**TASK STATEMENT**
Print every entry again, precisely as written.

**MATERIAL PROVIDED**
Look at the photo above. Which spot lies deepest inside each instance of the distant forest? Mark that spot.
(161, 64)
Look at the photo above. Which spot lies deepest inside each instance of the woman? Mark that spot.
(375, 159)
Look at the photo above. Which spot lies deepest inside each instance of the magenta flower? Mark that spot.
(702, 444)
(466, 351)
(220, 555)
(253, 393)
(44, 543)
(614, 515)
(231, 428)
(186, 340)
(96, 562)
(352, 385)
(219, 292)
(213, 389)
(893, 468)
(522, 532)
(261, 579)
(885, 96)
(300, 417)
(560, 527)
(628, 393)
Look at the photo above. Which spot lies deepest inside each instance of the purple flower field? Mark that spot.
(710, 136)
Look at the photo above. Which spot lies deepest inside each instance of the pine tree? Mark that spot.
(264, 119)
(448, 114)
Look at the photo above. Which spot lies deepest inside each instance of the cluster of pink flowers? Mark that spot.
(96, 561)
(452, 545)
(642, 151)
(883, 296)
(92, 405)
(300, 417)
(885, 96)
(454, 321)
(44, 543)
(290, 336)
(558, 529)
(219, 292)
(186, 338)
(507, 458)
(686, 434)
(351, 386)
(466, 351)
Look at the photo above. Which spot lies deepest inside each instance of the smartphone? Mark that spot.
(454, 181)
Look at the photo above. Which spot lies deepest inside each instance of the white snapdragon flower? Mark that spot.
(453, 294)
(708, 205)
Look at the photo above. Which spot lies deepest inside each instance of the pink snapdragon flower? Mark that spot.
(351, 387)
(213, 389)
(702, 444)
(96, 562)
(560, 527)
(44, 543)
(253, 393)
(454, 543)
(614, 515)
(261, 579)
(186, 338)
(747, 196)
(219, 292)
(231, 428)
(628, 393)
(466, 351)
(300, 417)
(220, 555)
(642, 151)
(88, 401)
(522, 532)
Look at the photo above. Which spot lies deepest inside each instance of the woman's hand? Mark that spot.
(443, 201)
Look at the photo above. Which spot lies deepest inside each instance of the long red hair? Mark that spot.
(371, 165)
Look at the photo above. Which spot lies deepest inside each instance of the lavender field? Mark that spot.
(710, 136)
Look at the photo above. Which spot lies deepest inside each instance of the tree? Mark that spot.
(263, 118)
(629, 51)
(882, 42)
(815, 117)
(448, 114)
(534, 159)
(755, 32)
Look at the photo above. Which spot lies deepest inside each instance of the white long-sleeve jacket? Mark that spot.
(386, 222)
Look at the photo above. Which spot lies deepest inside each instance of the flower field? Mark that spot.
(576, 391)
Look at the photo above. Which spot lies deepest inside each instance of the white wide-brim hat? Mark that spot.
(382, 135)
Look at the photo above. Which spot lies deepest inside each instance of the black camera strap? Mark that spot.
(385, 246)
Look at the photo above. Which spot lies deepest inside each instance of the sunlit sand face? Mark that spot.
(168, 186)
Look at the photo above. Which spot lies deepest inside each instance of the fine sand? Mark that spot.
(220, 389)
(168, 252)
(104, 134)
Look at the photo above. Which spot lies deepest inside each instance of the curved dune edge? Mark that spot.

**REPLY TO THE TASK**
Look at the photo above. Which spot lies deepest inside each instance of the distant forest? Mark that spot.
(161, 64)
Look at the photo above. Which spot lies deepest inside each instance of the woman? Mark that spot.
(375, 159)
Look at the photo above. Which spot lies deepest inside each instance of the magenta flower? Mark that spot.
(702, 444)
(466, 351)
(220, 555)
(253, 393)
(44, 543)
(614, 515)
(231, 428)
(186, 340)
(96, 562)
(352, 385)
(219, 292)
(213, 389)
(893, 468)
(522, 532)
(261, 579)
(885, 96)
(300, 417)
(560, 527)
(628, 393)
Look at the photo above. Which spot lies deepest inside each instance of the purple flower field? Mark that spot.
(710, 136)
Look at the photo above. Which spot lies deepest inside each instance of the pine tree? Mark that spot.
(264, 119)
(448, 114)
Look at the photo above. Which spot lies deepest inside each instance of the cluster of pink flowers? Mark that spot.
(96, 561)
(452, 545)
(642, 151)
(883, 296)
(92, 405)
(300, 417)
(885, 96)
(454, 321)
(44, 543)
(290, 336)
(558, 529)
(219, 292)
(186, 338)
(507, 458)
(686, 434)
(351, 386)
(466, 351)
Look at the photo above. Which spot lies deepest inside each instance of the smartphone? Mark that spot.
(454, 181)
Look at the photo above. Which spot lies deepest inside each instance of the white snapdragon flower? Mark that spot.
(453, 294)
(708, 205)
Look at the photo above. Which spot lies deepest inside each instance of the pink snapdragon flower? Mark that spot.
(351, 387)
(213, 389)
(702, 444)
(96, 562)
(560, 527)
(44, 543)
(253, 393)
(454, 543)
(614, 515)
(261, 579)
(186, 338)
(747, 196)
(219, 292)
(231, 428)
(628, 393)
(466, 351)
(300, 417)
(220, 555)
(642, 151)
(88, 401)
(522, 532)
Look at the photo above. Which spot lies deepest inside each instance of the woman's hand? Mark that spot.
(443, 201)
Look at the photo above. Which spot lies deepest inside each instance of the long red hair? Mark that spot.
(371, 165)
Look at the photo above. Which spot lies deepest inside each instance of the lavender field? Mark that spot.
(710, 136)
Look at the photo above. Which spot lies deepest inside each instance of the tree? Mark that spot.
(263, 118)
(629, 51)
(882, 42)
(815, 117)
(448, 114)
(534, 159)
(755, 32)
Look at the photo above. Which spot lies deepest inside each instance of the white long-sleeve jacket? Mark that spot.
(386, 222)
Look at the photo above. Which spot lies deepest inside each instance of the flower field? Mark that spot.
(576, 391)
Look at the photo above. Which spot lies deepest inside each instance of the white wide-brim hat? Mark that spot.
(382, 135)
Look at the photo above. Which spot lies deepest inside each instance of the black camera strap? Mark that spot.
(385, 246)
Look at the photo above. Which spot lies deepest inside each instance of the sunlit sand face? Mark that spot.
(168, 186)
Look at the photo above. Which spot lies deepest inside each instance of the fine sand? Mark that spot.
(220, 389)
(168, 252)
(104, 134)
Look at the photo above. Which spot lies deepest inside each instance of the curved dune edge? Mark that spot.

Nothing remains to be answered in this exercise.